**Short exercise:**
Reproduce the items as a numbered list, leaving out blank lines. Begin at their first line and stop after the line containing "top-left (272, 70), bottom-right (311, 162)".
** START **
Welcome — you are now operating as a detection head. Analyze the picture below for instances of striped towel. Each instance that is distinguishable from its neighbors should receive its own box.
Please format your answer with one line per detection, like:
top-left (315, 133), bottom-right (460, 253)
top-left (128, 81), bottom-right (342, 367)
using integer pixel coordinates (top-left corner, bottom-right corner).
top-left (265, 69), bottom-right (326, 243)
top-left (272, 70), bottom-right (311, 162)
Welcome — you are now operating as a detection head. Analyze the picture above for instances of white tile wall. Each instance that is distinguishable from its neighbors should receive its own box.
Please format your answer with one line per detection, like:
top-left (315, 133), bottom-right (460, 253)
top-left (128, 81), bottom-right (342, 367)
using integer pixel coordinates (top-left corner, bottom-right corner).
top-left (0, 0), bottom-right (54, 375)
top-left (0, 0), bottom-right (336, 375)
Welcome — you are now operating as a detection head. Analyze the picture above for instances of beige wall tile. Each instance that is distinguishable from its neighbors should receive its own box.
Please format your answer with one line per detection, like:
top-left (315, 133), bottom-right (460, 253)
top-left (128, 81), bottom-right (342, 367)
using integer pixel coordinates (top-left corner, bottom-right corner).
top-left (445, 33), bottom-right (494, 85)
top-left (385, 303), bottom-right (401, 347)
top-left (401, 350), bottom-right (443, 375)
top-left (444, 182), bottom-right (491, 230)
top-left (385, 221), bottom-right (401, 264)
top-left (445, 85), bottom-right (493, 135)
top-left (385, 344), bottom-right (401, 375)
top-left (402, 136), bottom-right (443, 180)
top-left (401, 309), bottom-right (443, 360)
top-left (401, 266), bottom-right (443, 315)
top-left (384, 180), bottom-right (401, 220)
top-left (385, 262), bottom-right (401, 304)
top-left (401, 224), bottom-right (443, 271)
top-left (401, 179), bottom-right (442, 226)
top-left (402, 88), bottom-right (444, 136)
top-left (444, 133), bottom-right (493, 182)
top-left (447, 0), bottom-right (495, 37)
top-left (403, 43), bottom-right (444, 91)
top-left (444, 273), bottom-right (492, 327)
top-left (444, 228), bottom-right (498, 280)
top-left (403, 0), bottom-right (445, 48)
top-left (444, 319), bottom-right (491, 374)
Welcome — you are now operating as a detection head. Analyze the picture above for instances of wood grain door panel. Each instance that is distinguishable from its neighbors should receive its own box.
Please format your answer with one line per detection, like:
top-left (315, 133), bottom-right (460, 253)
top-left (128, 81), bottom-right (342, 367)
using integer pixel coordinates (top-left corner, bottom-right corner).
** END **
**The result:**
1. Welcome — you are now operating as a detection head. Analyze the picture below for instances of striped towel. Each instance that is distinguishable from its neighbors should receive its own box.
2. Please format your answer with one line per detection, like:
3. top-left (315, 133), bottom-right (460, 253)
4. top-left (128, 81), bottom-right (342, 367)
5. using integer pixel coordinates (top-left corner, bottom-right corner).
6. top-left (265, 69), bottom-right (326, 243)
7. top-left (272, 70), bottom-right (311, 162)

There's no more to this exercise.